**WHAT THE TASK ASKS**
Reproduce the stretch from the line containing "Indicate every instance of the paved" through the last of the lines below, requests included. Add 121 to every number in the pixel coordinates.

**SUPPLIED MATERIAL**
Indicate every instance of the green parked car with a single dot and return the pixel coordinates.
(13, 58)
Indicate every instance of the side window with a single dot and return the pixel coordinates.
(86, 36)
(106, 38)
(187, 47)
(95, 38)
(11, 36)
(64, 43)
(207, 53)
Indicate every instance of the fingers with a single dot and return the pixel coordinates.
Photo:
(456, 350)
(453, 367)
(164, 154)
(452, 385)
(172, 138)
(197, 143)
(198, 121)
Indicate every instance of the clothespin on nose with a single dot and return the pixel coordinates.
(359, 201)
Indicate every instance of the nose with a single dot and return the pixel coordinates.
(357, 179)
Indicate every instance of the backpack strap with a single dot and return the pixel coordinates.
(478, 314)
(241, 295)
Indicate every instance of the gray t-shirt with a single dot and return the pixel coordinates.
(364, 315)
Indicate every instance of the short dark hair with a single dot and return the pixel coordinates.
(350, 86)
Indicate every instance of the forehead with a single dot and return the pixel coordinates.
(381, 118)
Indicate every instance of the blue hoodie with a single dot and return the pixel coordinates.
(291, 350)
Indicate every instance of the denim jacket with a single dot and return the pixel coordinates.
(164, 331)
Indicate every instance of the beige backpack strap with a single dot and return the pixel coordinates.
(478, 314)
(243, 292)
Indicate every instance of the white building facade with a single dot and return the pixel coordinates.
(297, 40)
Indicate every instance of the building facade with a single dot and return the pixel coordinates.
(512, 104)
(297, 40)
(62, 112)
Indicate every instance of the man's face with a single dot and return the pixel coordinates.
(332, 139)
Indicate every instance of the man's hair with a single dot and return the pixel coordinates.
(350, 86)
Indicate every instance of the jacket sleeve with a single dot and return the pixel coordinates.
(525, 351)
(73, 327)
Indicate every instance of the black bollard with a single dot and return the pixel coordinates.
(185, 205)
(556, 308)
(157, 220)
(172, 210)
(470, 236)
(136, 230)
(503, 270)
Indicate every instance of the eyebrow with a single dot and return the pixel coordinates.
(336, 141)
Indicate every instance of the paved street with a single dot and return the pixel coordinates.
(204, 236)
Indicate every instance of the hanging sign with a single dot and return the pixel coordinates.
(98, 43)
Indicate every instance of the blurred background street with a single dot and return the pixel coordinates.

**SOLUTION**
Indicate every instance of the paved street with a single dot and return the pixel coordinates.
(325, 357)
Indicate every instance of the hanging sign with a single dot and return the pixel coordinates.
(219, 164)
Indicate every instance of the blurred background street with a single dot and return the pixel coordinates.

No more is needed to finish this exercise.